Stored items:

────

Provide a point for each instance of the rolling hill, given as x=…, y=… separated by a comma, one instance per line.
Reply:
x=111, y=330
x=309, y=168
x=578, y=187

────

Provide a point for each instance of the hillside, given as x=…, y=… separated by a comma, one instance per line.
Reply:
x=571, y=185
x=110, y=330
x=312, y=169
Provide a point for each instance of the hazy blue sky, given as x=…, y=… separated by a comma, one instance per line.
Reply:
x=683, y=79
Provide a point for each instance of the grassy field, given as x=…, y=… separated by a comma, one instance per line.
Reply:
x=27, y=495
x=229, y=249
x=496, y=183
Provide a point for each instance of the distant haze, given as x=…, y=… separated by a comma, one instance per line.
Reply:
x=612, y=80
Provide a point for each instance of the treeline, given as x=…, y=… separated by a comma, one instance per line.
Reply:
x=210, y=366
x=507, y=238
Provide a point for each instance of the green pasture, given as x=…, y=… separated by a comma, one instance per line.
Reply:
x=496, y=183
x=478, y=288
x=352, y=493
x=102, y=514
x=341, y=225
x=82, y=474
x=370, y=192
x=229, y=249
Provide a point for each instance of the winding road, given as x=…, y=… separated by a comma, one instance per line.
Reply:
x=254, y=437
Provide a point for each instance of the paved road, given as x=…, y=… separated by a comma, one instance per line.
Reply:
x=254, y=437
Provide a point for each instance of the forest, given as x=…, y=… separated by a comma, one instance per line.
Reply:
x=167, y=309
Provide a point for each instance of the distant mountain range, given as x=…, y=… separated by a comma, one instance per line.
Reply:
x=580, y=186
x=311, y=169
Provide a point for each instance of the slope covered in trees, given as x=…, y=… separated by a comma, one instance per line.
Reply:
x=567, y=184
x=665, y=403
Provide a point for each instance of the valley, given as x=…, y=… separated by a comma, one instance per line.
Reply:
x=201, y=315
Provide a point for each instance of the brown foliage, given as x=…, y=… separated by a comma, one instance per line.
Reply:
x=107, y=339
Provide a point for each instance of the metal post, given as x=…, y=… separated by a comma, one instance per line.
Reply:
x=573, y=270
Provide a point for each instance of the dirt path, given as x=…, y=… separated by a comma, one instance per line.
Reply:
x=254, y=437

────

Rename "forest" to "woodland" in the records, covering everything from the line containing "Provide a point for each instance of the paved" down to the line containing "x=167, y=309", and return only those lines with nothing else changed.

Provide a point for each instance of the paved road, given as x=…, y=… separated by a comma, one instance per line.
Reply:
x=254, y=437
Provide a point for each instance of the woodland, given as x=…, y=… separated by a comma, one instance per line.
Reply:
x=167, y=309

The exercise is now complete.